Goals »
[a] According to the blog posts below, how many students were enrolled in the "Ethics and the Life Sciences" course?
[b] Pick up the blog posts on grades and boredom right after their final sentence and keep writing in the same voice.

Excerpt »
June 4, 2008, 5:32 pm
Filed under: Life | Tags:

How come my lowest grades are always for the annoyingly basic 200 level classes I have to take from time to time?  My lowest mark this past semester for a class called ‘Ethics and the Life Sciences’.  It was a 200 level philosophy course, with 140 students in it.  Most of them were not philosophy majors and took it because it is required for their science program, I guess.  I just needed a class that fit my schedule.

Anyway, there was a lot of hoopla before our first papers were returned.  Apparently done of us knew how to write a proper philosophy paper.  The prof was disappointed.  I wasn’t shocked.  The vast majority of students hadn’t taken a philosophy class before.  Naturally, I assumed I was safe.  Nope.  I got some bullshit mark and some comments on how to write a paper properly.  Hey, asshole!  Yes, you, the TA who marked my paper.  Guess what?  I know what a good philosophy paper looks like.  I write them all the time and am pleased with the grades I receive.  What a joke.  

What makes it worse is that it was a 4 page paper.  Who the hell writes 4 page papers?  4 page papers are infantile.  And so is my grumpiness, I suppose.

In other news, my best grade was for my seminar class.  It was half grad students.  Go figure.



Boredom is Fowl
May 20, 2008, 9:31 pm
Filed under: Life | Tags:

I’m not bored.  

But recently I was thinking that boredom is a fowl and disgusting thing.  With all the horrors going on in the world, we in the West get bored.  Poor and pitiful us.  Only the ridiculously well-off can have the luxury of being bored.  How anyone can claim to be bored without feeling ashamed about it, is beyond me.  I’ve been known to be bored from time to time.  I have a feeling that this makes me a bad person.  The fact that from time to time I have shamelessly felt bored makes me feel ashamed. 

Boredom can’t be more than 200 years old, except amongst the very rich.  Now in the West we are relatively very rich.  And we are bored.  Pathetic.

I dislike going to Canada’s Wonderland.  I feel bad about it.  There is something pathetic about having to strap yourself to a roller-coaster in order to rise above boredom.  There is something wrong about living that kind of life.

Entries »

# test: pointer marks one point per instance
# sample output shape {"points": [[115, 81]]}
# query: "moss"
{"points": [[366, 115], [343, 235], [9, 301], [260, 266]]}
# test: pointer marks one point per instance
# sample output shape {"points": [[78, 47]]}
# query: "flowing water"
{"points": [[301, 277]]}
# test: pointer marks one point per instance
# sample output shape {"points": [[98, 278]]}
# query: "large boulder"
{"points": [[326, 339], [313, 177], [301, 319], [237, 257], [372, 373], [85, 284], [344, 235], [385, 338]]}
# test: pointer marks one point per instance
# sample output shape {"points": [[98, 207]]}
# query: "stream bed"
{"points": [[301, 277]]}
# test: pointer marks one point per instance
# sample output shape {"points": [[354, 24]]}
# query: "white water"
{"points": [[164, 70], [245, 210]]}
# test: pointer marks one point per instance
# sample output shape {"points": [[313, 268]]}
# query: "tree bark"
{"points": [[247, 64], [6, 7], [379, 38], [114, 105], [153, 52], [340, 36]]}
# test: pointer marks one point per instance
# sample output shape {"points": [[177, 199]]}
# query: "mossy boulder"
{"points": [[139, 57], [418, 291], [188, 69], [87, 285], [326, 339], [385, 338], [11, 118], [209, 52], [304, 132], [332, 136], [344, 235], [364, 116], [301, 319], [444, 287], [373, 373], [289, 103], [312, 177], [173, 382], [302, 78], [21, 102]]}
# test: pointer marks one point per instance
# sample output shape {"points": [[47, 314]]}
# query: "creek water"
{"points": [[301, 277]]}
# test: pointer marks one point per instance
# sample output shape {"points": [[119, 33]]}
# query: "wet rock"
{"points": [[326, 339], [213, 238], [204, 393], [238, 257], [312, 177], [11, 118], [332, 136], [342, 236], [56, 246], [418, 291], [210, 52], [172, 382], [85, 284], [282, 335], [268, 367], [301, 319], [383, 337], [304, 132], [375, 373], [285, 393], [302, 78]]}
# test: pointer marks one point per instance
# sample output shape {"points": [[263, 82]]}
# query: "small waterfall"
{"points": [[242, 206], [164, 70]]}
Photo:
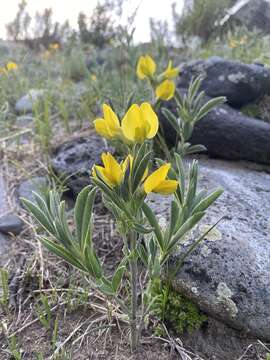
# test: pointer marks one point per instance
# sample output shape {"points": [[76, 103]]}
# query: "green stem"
{"points": [[134, 294]]}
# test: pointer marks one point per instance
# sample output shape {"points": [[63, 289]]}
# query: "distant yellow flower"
{"points": [[46, 54], [109, 125], [243, 40], [112, 173], [139, 123], [3, 71], [11, 66], [233, 44], [54, 46], [157, 182], [165, 91], [170, 72], [146, 67]]}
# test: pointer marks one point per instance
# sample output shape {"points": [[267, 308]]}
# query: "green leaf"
{"points": [[175, 211], [117, 278], [39, 215], [60, 251], [140, 171], [154, 223], [190, 250], [83, 215], [93, 263], [187, 226]]}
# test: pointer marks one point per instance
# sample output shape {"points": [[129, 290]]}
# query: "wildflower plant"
{"points": [[189, 106], [125, 187]]}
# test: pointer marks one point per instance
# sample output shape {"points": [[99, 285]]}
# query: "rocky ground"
{"points": [[227, 277]]}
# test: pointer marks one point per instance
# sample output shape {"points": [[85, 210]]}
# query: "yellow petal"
{"points": [[156, 178], [149, 116], [165, 91], [110, 116], [141, 64], [127, 162], [11, 66], [150, 64], [166, 187], [132, 123], [112, 171]]}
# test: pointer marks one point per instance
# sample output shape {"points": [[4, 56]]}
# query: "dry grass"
{"points": [[83, 324]]}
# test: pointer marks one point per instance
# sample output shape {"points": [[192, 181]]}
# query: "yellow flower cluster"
{"points": [[164, 86], [113, 174], [10, 66], [138, 124]]}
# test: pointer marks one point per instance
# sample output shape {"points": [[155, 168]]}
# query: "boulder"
{"points": [[74, 160], [228, 134], [253, 14], [26, 103], [227, 276], [240, 83], [11, 223]]}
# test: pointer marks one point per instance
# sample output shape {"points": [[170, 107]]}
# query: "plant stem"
{"points": [[134, 294]]}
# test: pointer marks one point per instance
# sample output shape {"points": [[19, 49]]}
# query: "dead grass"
{"points": [[83, 324]]}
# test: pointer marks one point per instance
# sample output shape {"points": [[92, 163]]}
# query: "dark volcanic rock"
{"points": [[228, 274], [240, 83], [74, 160], [11, 224], [228, 134]]}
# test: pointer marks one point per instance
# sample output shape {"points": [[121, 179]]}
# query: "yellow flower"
{"points": [[129, 161], [243, 40], [170, 72], [3, 71], [11, 66], [109, 126], [233, 44], [146, 67], [165, 91], [112, 173], [54, 46], [157, 182], [46, 54], [140, 123]]}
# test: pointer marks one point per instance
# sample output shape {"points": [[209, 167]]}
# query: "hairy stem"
{"points": [[134, 294]]}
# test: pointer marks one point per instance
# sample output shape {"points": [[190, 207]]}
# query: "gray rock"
{"points": [[253, 15], [25, 120], [11, 223], [26, 103], [228, 274], [240, 83], [27, 187], [74, 160], [228, 134]]}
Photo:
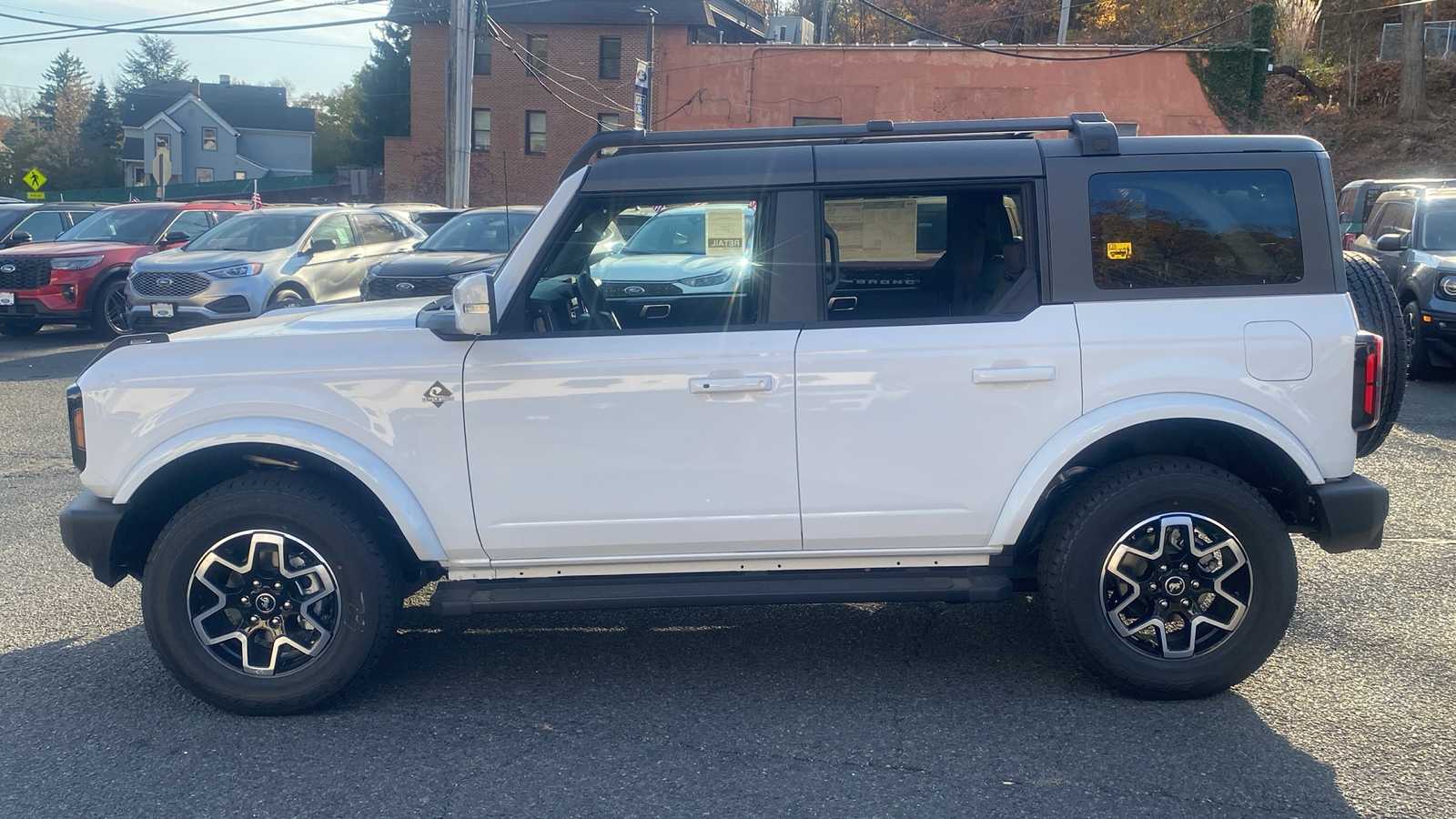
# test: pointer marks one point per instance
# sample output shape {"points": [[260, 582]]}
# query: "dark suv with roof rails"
{"points": [[1411, 235], [846, 363]]}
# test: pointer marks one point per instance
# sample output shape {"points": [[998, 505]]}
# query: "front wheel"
{"points": [[268, 595], [1168, 577]]}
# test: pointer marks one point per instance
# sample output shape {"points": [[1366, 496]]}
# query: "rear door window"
{"points": [[1194, 229]]}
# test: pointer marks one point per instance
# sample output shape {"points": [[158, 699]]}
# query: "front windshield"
{"points": [[679, 232], [1439, 229], [480, 232], [128, 227], [254, 232]]}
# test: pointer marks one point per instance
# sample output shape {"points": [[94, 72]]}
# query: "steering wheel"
{"points": [[597, 310]]}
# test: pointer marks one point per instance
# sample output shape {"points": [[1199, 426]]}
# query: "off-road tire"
{"points": [[1099, 515], [298, 506], [1380, 312]]}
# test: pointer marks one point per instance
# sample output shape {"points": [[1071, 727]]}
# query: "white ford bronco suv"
{"points": [[883, 361]]}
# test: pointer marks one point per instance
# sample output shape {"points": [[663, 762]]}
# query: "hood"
{"points": [[181, 261], [660, 267], [427, 264], [69, 248], [392, 314]]}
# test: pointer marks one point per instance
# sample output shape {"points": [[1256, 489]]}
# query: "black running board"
{"points": [[725, 589]]}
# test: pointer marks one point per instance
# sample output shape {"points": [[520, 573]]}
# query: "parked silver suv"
{"points": [[262, 259]]}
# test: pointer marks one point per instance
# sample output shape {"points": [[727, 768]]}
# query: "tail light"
{"points": [[1369, 376], [73, 413]]}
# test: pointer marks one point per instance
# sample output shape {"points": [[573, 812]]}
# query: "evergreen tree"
{"points": [[153, 62], [65, 82], [383, 106]]}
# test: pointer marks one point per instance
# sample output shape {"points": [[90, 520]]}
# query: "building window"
{"points": [[482, 56], [480, 128], [535, 131], [536, 44], [609, 58]]}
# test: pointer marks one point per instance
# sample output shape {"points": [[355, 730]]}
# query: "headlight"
{"points": [[706, 280], [237, 271], [76, 263], [459, 276]]}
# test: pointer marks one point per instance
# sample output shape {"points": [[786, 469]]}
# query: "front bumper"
{"points": [[1350, 513], [89, 532]]}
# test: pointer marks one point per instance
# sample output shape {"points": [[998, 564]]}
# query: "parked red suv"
{"points": [[80, 278]]}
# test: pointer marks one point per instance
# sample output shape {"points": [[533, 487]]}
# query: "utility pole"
{"points": [[465, 18]]}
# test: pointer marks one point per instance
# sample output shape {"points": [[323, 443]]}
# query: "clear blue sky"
{"points": [[313, 60]]}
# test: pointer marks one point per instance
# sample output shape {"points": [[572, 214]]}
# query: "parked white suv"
{"points": [[1114, 370]]}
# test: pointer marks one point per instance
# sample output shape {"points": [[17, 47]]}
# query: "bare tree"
{"points": [[1412, 63]]}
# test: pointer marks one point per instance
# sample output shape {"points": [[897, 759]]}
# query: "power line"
{"points": [[113, 29], [506, 40], [252, 5], [1047, 58]]}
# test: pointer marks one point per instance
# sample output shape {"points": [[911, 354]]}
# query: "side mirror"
{"points": [[475, 303], [1392, 242]]}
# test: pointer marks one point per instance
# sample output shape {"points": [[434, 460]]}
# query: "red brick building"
{"points": [[557, 72], [562, 67]]}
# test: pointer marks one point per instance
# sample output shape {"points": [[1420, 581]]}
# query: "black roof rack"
{"points": [[1098, 136]]}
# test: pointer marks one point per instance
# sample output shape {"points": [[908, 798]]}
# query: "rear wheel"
{"points": [[1421, 366], [1380, 312], [1168, 577], [268, 595], [21, 327], [109, 309]]}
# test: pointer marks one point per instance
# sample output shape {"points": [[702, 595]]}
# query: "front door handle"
{"points": [[715, 387], [1014, 375]]}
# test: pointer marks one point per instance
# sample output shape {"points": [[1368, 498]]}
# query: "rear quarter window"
{"points": [[1194, 229]]}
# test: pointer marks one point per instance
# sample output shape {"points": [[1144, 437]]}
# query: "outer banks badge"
{"points": [[439, 394]]}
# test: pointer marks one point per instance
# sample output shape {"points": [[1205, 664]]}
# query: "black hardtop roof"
{"points": [[903, 150], [878, 152]]}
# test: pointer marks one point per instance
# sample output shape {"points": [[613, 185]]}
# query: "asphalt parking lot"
{"points": [[899, 710]]}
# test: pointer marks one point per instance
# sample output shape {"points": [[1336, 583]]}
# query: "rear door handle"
{"points": [[1014, 375], [713, 387]]}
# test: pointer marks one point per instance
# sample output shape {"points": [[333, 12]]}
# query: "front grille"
{"points": [[169, 285], [26, 274], [390, 288], [638, 288]]}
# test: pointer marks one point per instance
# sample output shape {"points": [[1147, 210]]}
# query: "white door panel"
{"points": [[914, 435], [609, 445]]}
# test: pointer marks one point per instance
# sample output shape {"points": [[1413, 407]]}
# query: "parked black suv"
{"points": [[472, 242], [40, 222], [1411, 234]]}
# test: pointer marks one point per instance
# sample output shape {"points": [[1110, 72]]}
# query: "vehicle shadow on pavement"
{"points": [[899, 710]]}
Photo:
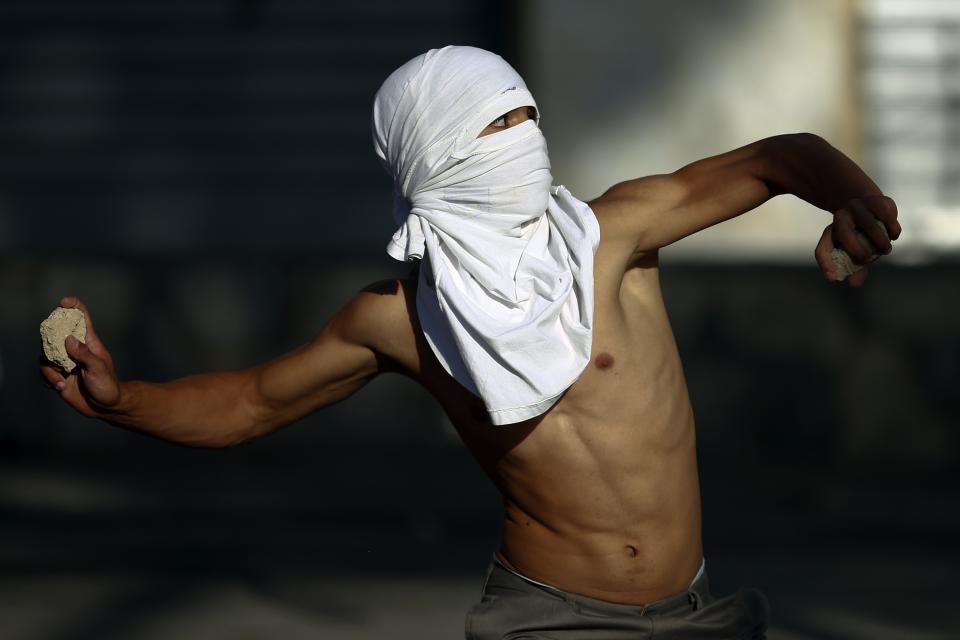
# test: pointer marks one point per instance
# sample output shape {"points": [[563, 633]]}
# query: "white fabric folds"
{"points": [[505, 295]]}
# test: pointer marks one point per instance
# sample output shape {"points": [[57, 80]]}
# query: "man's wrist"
{"points": [[129, 395]]}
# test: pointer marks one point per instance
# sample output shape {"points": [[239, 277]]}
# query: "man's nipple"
{"points": [[603, 360]]}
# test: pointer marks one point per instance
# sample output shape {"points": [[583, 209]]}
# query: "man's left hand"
{"points": [[859, 214]]}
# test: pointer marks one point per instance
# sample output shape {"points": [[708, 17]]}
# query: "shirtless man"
{"points": [[601, 531]]}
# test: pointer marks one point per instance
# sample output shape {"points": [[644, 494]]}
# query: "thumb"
{"points": [[81, 353]]}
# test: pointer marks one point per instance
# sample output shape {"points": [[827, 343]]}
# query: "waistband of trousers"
{"points": [[692, 597]]}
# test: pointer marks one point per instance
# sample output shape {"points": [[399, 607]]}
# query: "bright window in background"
{"points": [[911, 83]]}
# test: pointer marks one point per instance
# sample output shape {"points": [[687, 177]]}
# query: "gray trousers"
{"points": [[511, 608]]}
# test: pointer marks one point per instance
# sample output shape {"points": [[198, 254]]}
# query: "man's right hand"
{"points": [[92, 387]]}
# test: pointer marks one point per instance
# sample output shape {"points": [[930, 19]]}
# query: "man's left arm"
{"points": [[655, 211]]}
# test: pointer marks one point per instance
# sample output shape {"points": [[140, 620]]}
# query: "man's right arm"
{"points": [[223, 409]]}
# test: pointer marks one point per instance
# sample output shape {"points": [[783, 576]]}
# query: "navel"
{"points": [[603, 360]]}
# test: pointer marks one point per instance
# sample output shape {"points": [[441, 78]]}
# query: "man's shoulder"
{"points": [[380, 313]]}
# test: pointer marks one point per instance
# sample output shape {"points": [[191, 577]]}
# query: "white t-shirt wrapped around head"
{"points": [[505, 292]]}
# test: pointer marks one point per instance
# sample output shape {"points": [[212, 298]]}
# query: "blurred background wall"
{"points": [[201, 175]]}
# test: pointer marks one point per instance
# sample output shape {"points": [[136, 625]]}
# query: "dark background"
{"points": [[201, 175]]}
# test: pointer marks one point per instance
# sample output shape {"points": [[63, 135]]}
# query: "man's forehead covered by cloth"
{"points": [[436, 104], [505, 294]]}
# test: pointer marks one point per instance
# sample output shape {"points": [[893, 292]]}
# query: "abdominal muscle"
{"points": [[621, 527]]}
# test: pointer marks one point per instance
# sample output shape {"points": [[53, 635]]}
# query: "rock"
{"points": [[54, 331], [844, 265]]}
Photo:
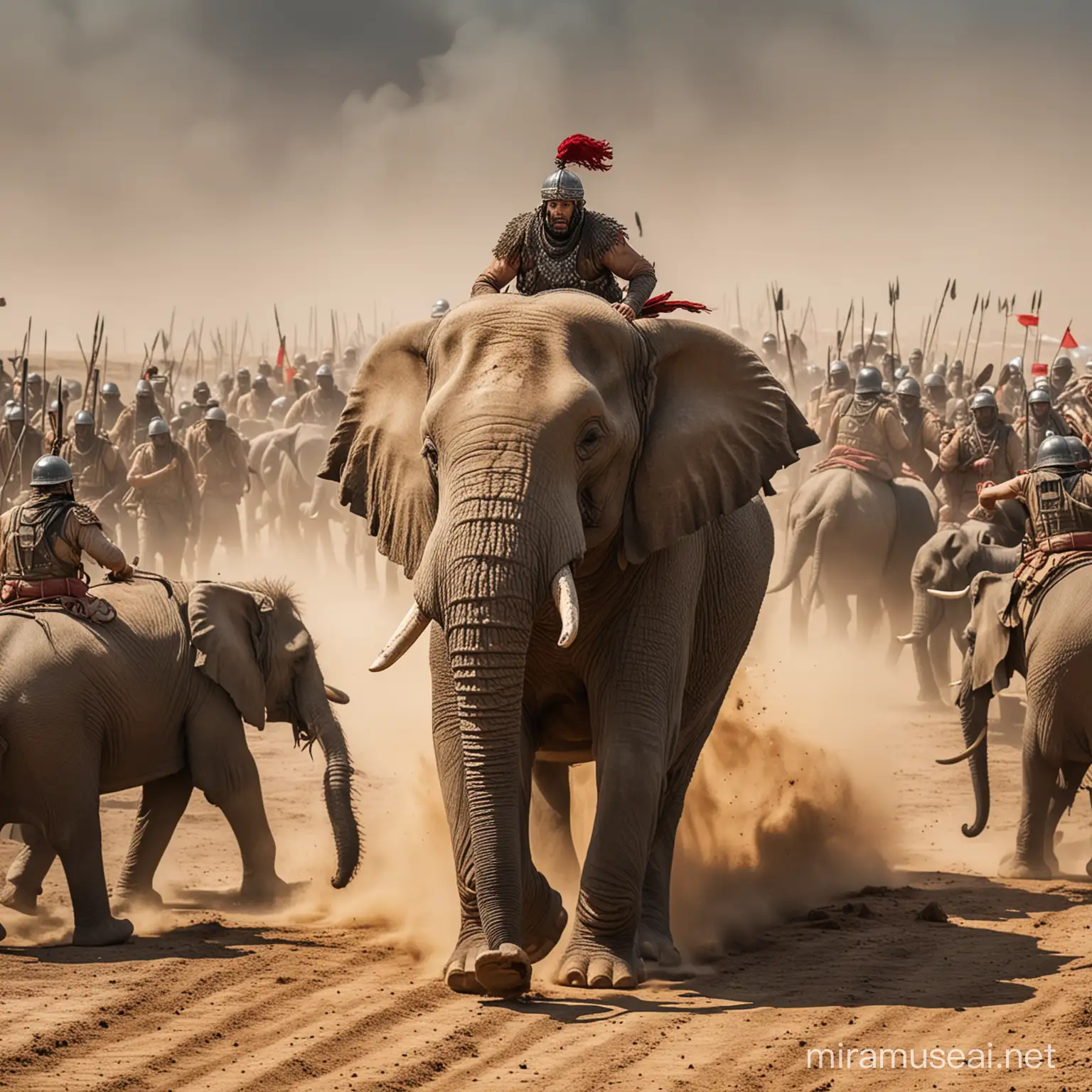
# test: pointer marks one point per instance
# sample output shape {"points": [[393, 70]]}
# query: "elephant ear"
{"points": [[719, 427], [226, 629], [376, 450]]}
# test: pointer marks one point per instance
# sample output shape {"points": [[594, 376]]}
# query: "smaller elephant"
{"points": [[1051, 648], [157, 698], [946, 564]]}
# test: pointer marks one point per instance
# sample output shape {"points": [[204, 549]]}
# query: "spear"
{"points": [[978, 338]]}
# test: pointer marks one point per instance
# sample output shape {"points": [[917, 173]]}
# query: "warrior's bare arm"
{"points": [[498, 273], [623, 261]]}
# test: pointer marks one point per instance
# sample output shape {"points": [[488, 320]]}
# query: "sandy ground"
{"points": [[823, 782]]}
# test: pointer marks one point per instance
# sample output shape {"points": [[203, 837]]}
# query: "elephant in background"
{"points": [[530, 460], [947, 564], [1054, 653], [862, 535], [159, 700]]}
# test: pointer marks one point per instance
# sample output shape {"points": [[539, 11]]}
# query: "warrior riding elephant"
{"points": [[525, 458], [1054, 653], [156, 698], [948, 562], [862, 535]]}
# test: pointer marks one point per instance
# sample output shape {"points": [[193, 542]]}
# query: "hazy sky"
{"points": [[224, 156]]}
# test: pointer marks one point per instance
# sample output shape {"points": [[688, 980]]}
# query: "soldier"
{"points": [[220, 459], [1044, 421], [923, 429], [242, 388], [97, 470], [1057, 493], [166, 497], [255, 405], [562, 245], [43, 542], [321, 407], [130, 430], [866, 429], [981, 450], [30, 450], [827, 395]]}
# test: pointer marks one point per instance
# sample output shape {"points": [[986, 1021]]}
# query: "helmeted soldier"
{"points": [[866, 429], [1044, 419], [321, 407], [828, 395], [979, 451], [97, 470], [43, 542], [130, 430], [30, 449], [923, 429], [220, 459], [242, 387], [562, 245], [1057, 493], [166, 498]]}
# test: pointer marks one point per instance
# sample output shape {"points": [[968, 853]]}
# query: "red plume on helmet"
{"points": [[581, 151]]}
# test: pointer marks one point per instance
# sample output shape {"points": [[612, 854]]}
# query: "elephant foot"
{"points": [[1015, 867], [542, 931], [112, 931], [18, 899], [595, 965], [655, 946], [503, 971], [264, 892]]}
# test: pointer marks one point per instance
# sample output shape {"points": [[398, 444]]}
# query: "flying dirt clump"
{"points": [[771, 827]]}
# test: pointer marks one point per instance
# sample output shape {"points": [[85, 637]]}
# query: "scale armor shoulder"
{"points": [[511, 240]]}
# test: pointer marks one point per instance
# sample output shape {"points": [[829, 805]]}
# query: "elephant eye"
{"points": [[590, 439]]}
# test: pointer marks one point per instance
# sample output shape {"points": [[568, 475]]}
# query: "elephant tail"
{"points": [[801, 539]]}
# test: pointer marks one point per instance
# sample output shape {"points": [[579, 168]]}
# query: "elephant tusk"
{"points": [[568, 606], [937, 594], [414, 623], [965, 755], [338, 697]]}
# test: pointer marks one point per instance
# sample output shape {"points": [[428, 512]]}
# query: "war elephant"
{"points": [[156, 698], [529, 458], [862, 535], [947, 564], [1054, 654]]}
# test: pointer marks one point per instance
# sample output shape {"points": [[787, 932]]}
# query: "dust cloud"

The results »
[a] 140

[b]
Floss
May 20, 2008, 9:21 pm
Filed under: Life | Tags:

Recently I started to floss regularly.  I’ve always been told to do it.  I used to do it twice a year, usually after corn on the cob.  Now I do it daily.  It is strangely satisfying.  



1000 Hits A Day?
May 8, 2008, 3:02 pm
Filed under: Life

Over the past day or so I’ve had 1000 hits to my Steve Paikin/Mark Steyn post.  (Scroll down.)  Wow.  Mark Steyn’s website temporarily had a link to it, front and center on his site.  (It is still there, but it is buried now.)



Being Christian
May 6, 2008, 9:58 pm
Filed under: Christian Experience, Life | Tags:

It is a great and wonderful thing to be Christian.  

Christianity is not an idealogy.  In a sense it is not even a religion.

It is a great and wonderful thing to be reconciled to God by God.  In and through His Church God encountered me and proclaimed the Gospel to me, offering Himself for my salvation and the salvation of the world.  

To be Christian is to be on the way to somewhere amongst a great company of redeemed sinners, a pitiful bunch, who are on the way and yet not yet there.

Allow me to be frank, maybe even rude.  We are a fucked up bunch, we Christians.  Forgive me for my frankness.  Seriously. The Gospel doesn’t require me to believe otherwise, and I believe it.  Christ came to redeemed the sick and the lost.  Here I am, sick and lost.  On to the way to the heavenly city.  If you are neither sick nor lost, move along.  This is not for you.

Whatever else I know, I know this.  It is a great and wonderful thing to be Christian.  Here I stand, happily.  On the way.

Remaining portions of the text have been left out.